[Region pointing data]
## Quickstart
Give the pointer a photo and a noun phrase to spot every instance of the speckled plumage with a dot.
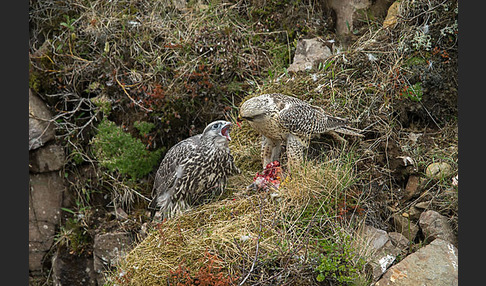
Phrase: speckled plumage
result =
(193, 169)
(283, 119)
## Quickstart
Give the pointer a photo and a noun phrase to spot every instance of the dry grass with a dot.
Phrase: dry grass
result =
(249, 230)
(162, 62)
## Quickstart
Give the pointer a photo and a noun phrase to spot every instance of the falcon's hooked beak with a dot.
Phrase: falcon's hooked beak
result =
(225, 130)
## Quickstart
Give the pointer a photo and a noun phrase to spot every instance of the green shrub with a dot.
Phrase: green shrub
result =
(143, 127)
(338, 263)
(119, 151)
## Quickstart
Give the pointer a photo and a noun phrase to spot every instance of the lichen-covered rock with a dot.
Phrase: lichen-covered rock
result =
(72, 269)
(308, 53)
(108, 248)
(435, 225)
(435, 264)
(385, 248)
(46, 159)
(438, 170)
(405, 226)
(41, 129)
(45, 201)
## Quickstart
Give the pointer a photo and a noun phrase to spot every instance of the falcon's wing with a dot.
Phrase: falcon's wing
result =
(305, 119)
(171, 165)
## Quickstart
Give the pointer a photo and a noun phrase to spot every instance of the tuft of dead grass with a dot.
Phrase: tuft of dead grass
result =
(248, 230)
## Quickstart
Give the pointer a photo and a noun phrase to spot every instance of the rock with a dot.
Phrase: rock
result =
(423, 205)
(72, 269)
(412, 189)
(414, 213)
(391, 16)
(435, 264)
(345, 12)
(108, 248)
(405, 226)
(46, 159)
(308, 53)
(384, 249)
(45, 200)
(399, 241)
(438, 170)
(41, 129)
(435, 225)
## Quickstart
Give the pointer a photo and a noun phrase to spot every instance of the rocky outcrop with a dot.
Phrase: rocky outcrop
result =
(384, 247)
(41, 129)
(107, 249)
(435, 225)
(47, 159)
(45, 200)
(308, 53)
(46, 185)
(71, 269)
(435, 264)
(405, 226)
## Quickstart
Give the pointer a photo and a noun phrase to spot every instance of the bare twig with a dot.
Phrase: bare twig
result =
(257, 246)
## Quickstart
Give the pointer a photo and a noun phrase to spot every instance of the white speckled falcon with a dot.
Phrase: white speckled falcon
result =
(286, 120)
(193, 170)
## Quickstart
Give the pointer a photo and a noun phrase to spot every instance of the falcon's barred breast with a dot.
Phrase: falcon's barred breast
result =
(193, 170)
(287, 120)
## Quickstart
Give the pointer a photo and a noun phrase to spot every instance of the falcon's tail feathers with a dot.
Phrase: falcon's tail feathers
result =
(349, 131)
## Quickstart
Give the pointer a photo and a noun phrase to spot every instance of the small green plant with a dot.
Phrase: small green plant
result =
(338, 263)
(119, 151)
(68, 23)
(144, 127)
(413, 92)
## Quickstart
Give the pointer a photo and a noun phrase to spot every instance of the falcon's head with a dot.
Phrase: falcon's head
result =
(218, 132)
(256, 108)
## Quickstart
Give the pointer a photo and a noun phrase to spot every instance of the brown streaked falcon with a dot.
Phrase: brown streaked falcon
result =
(193, 170)
(287, 120)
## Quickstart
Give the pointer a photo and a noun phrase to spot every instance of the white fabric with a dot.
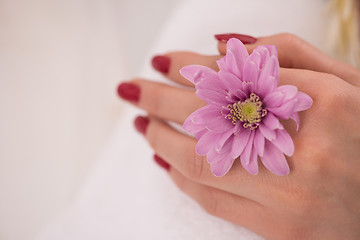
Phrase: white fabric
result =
(127, 196)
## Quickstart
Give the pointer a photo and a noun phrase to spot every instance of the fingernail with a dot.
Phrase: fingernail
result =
(161, 162)
(141, 124)
(245, 39)
(161, 63)
(129, 92)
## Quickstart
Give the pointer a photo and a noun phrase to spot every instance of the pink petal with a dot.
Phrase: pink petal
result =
(195, 73)
(217, 155)
(252, 167)
(220, 124)
(212, 97)
(264, 87)
(259, 143)
(241, 138)
(296, 118)
(271, 121)
(222, 138)
(284, 142)
(274, 160)
(220, 168)
(212, 83)
(267, 132)
(304, 102)
(246, 154)
(230, 81)
(192, 127)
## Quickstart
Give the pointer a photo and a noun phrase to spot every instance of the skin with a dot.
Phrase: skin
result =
(320, 198)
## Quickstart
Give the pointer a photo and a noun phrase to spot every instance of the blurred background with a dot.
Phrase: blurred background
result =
(60, 63)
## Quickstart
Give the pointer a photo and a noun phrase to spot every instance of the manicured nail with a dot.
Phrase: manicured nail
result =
(141, 124)
(161, 162)
(245, 39)
(129, 92)
(161, 63)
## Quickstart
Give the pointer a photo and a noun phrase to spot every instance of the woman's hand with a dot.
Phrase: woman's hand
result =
(320, 198)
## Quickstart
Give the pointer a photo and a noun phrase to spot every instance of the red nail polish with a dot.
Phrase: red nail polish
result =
(129, 92)
(161, 162)
(141, 124)
(245, 39)
(161, 63)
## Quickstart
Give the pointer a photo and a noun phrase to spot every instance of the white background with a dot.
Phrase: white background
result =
(60, 63)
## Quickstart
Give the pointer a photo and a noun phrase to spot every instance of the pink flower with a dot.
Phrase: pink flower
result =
(243, 107)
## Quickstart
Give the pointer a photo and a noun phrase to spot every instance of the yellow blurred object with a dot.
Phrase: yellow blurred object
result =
(344, 32)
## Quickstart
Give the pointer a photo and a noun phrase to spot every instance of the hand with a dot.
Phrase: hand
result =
(320, 198)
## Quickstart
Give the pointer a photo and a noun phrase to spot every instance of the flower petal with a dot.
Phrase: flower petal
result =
(212, 83)
(220, 124)
(296, 118)
(267, 132)
(195, 73)
(246, 154)
(241, 138)
(220, 168)
(259, 143)
(271, 121)
(252, 167)
(212, 97)
(222, 138)
(230, 81)
(284, 142)
(274, 160)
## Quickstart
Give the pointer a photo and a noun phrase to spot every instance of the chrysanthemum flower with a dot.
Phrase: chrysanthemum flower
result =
(243, 107)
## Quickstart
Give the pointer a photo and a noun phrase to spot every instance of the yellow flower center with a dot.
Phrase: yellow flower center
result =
(249, 112)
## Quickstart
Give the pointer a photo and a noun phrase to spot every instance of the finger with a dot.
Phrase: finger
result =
(294, 52)
(167, 102)
(177, 60)
(179, 150)
(233, 208)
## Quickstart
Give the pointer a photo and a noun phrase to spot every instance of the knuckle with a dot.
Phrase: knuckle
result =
(298, 199)
(295, 231)
(195, 168)
(290, 40)
(210, 202)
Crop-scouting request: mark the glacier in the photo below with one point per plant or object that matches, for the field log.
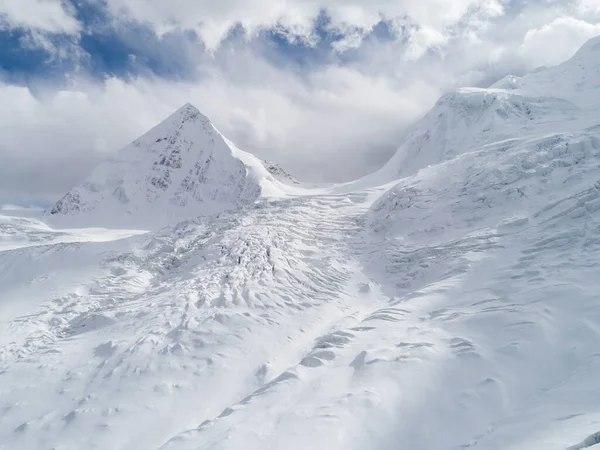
(188, 295)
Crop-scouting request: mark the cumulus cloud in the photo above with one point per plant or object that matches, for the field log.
(566, 34)
(213, 20)
(333, 116)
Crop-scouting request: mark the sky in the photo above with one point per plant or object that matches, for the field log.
(326, 88)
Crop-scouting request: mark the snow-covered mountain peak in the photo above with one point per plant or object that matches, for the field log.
(563, 98)
(181, 168)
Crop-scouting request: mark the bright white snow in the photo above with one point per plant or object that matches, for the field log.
(449, 301)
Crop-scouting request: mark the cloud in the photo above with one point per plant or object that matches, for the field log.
(567, 35)
(50, 16)
(328, 94)
(213, 20)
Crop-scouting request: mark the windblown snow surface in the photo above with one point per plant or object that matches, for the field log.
(449, 301)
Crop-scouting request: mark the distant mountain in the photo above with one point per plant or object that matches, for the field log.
(180, 169)
(565, 98)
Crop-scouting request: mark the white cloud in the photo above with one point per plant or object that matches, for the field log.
(212, 20)
(44, 15)
(332, 122)
(557, 41)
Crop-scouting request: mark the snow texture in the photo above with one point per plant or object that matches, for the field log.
(180, 169)
(448, 301)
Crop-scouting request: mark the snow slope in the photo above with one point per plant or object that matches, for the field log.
(562, 98)
(180, 169)
(456, 307)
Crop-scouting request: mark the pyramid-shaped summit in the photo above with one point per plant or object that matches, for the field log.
(180, 169)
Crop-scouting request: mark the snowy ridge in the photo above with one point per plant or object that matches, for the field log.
(566, 96)
(180, 169)
(453, 308)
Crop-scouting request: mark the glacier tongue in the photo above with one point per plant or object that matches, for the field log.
(456, 307)
(180, 169)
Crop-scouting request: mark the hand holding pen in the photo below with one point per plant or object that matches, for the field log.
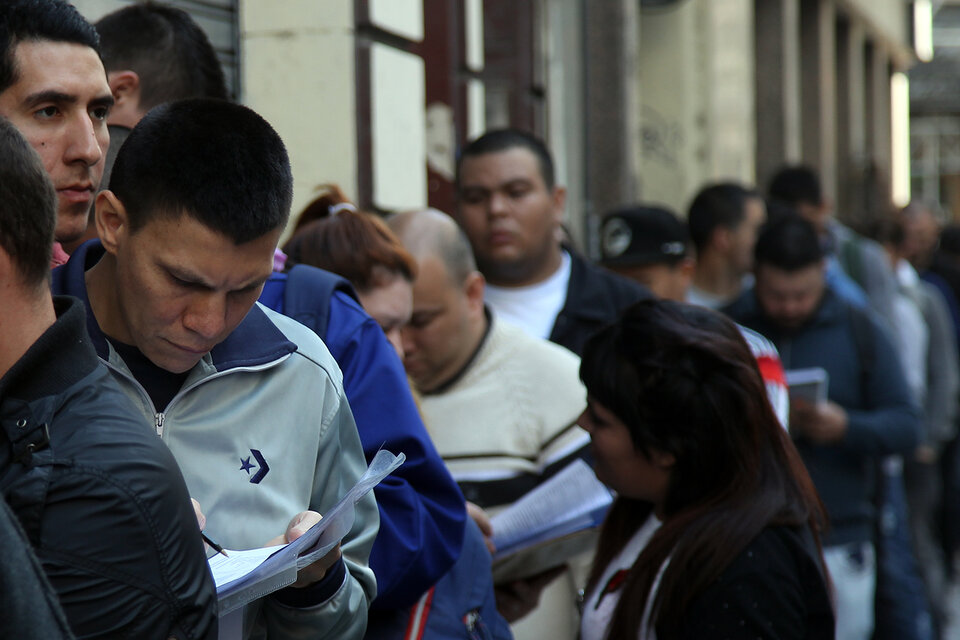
(202, 522)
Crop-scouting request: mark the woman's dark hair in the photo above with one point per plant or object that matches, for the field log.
(684, 382)
(333, 235)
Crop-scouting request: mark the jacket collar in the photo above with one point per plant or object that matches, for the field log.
(61, 357)
(256, 341)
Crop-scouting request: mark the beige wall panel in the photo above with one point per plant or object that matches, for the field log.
(298, 72)
(732, 123)
(402, 17)
(674, 90)
(398, 129)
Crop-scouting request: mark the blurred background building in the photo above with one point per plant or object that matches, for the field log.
(637, 98)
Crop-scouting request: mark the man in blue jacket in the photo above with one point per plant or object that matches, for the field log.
(868, 413)
(250, 402)
(99, 497)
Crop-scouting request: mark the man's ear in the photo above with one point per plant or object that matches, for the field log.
(662, 459)
(473, 287)
(112, 222)
(559, 197)
(125, 87)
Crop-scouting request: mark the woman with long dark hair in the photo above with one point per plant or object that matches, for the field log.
(715, 531)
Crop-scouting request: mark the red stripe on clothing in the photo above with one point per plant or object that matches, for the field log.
(418, 616)
(771, 370)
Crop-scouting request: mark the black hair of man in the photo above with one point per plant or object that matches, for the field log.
(717, 205)
(217, 162)
(28, 207)
(789, 244)
(168, 50)
(796, 185)
(505, 139)
(54, 20)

## TASK BRIEF
Only a number should come back: the count of lines above that include "flower".

## RESULT OF THIS EXERCISE
8